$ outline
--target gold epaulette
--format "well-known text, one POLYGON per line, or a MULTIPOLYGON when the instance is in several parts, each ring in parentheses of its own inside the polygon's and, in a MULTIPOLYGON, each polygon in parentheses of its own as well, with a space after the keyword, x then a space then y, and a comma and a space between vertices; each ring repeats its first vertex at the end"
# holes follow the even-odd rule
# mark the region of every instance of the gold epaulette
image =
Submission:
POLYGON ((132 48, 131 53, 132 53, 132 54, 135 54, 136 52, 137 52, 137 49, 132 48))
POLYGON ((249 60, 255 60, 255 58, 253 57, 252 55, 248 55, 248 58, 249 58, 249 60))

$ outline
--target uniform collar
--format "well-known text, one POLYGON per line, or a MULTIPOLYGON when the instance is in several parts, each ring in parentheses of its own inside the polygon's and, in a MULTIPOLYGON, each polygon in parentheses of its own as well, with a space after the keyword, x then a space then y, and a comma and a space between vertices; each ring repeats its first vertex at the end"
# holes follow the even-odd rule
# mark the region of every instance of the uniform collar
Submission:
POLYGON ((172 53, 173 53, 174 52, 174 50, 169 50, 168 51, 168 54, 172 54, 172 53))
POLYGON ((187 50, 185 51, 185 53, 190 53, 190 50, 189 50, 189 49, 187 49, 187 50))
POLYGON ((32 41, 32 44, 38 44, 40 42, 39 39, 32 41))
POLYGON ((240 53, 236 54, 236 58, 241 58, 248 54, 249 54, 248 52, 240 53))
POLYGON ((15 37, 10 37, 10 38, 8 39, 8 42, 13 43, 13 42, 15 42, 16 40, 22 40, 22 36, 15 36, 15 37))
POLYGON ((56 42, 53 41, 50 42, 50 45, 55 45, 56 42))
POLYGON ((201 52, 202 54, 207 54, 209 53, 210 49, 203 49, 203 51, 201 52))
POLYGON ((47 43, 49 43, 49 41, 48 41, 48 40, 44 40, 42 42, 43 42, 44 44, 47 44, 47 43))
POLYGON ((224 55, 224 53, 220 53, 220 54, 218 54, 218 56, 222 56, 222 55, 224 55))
- - -
REQUIRED TASK: Can you render every line of the entries above as a Markdown table with the columns Row and Line, numbering the rows and leaving out blank lines?

TASK OUTPUT:
| Row | Line |
|---|---|
| 1 | $ outline |
| 2 | --target gold epaulette |
| 3 | --format "well-known text, one POLYGON per line, or a MULTIPOLYGON when the instance is in several parts, each ring in parentheses of its own inside the polygon's and, in a MULTIPOLYGON, each polygon in parentheses of its own as well, with a space after the keyword, x then a space then y, and a comma and a space between vertices; each ring repeats its first vertex at the end" |
| 4 | # holes follow the even-odd rule |
| 5 | # mark the region of every instance of the gold epaulette |
| 6 | image = |
| 7 | Submission: |
| 8 | POLYGON ((132 48, 131 53, 132 53, 132 54, 135 54, 136 52, 137 52, 137 49, 132 48)) |
| 9 | POLYGON ((249 60, 255 60, 255 58, 253 57, 252 55, 248 55, 248 58, 249 58, 249 60)) |
| 10 | $ outline |
| 11 | --target uniform collar |
| 12 | --format "well-known text, one POLYGON per line, or a MULTIPOLYGON when the instance is in several parts, each ring in parentheses of its own inside the polygon's and, in a MULTIPOLYGON, each polygon in parentheses of its own as well, with a space after the keyword, x then a space then y, and a comma and a space between vertices; each ring repeats its first vertex at the end" |
| 13 | # holes follow the even-odd rule |
| 14 | # mark the region of every instance of the uniform collar |
| 15 | Submission: |
| 16 | POLYGON ((172 53, 173 53, 174 52, 174 50, 169 50, 168 51, 168 54, 172 54, 172 53)) |
| 17 | POLYGON ((187 50, 185 51, 185 53, 190 53, 190 50, 189 50, 189 49, 187 49, 187 50)) |
| 18 | POLYGON ((32 41, 32 44, 38 44, 40 42, 39 39, 32 41)) |
| 19 | POLYGON ((240 53, 236 54, 236 58, 241 58, 248 54, 249 54, 248 52, 240 53)) |
| 20 | POLYGON ((15 37, 10 37, 10 38, 8 39, 8 42, 13 43, 13 42, 15 42, 16 40, 22 40, 22 36, 15 36, 15 37)) |
| 21 | POLYGON ((56 42, 53 41, 50 42, 50 45, 55 45, 56 42)) |
| 22 | POLYGON ((201 52, 202 54, 207 54, 209 53, 210 49, 203 49, 203 51, 201 52)) |
| 23 | POLYGON ((47 43, 49 43, 49 41, 48 41, 48 40, 44 40, 42 42, 43 42, 44 44, 47 44, 47 43)) |
| 24 | POLYGON ((224 55, 224 53, 220 53, 220 54, 218 54, 218 56, 222 56, 222 55, 224 55)) |